Extracted records:
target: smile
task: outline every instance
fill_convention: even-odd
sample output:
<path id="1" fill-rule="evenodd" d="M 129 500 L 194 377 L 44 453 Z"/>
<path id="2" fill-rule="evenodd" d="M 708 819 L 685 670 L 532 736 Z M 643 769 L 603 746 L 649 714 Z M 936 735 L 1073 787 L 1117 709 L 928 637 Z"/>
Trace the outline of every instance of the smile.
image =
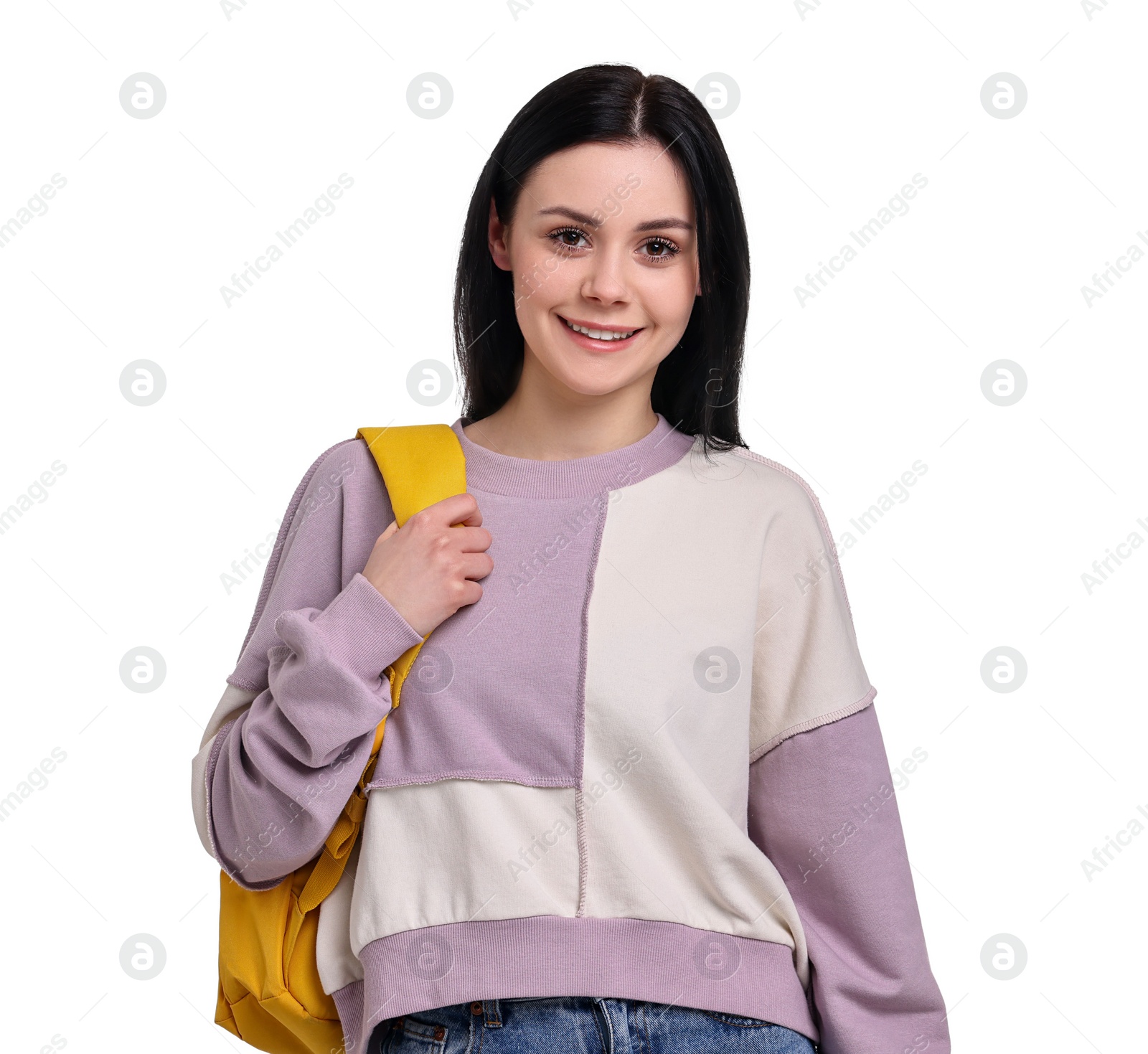
<path id="1" fill-rule="evenodd" d="M 563 318 L 560 315 L 558 317 Z M 575 333 L 581 333 L 584 336 L 589 336 L 591 340 L 605 340 L 605 341 L 628 340 L 635 333 L 639 333 L 643 328 L 642 326 L 638 326 L 636 330 L 616 330 L 607 326 L 583 326 L 580 325 L 579 323 L 572 323 L 567 318 L 563 318 L 563 323 L 565 324 L 567 330 L 573 330 Z"/>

Brief:
Copy the data above line for line, without changing anything, and leave out the picture itself.

Response:
target: smile
task: outline every instance
fill_convention: even-odd
sample output:
<path id="1" fill-rule="evenodd" d="M 129 500 L 194 377 L 44 453 Z"/>
<path id="2" fill-rule="evenodd" d="M 708 819 L 685 670 L 532 736 Z M 643 769 L 603 746 L 649 714 Z M 936 735 L 1073 787 L 1117 709 L 928 637 Z"/>
Trace the outline of every instance of the smile.
image =
<path id="1" fill-rule="evenodd" d="M 563 318 L 560 315 L 558 317 Z M 575 333 L 581 333 L 584 336 L 589 336 L 591 340 L 605 340 L 605 341 L 628 340 L 635 333 L 639 333 L 643 328 L 642 326 L 638 326 L 636 330 L 616 330 L 607 326 L 583 326 L 580 325 L 579 323 L 572 323 L 567 318 L 563 318 L 563 323 L 565 324 L 567 330 L 573 330 Z"/>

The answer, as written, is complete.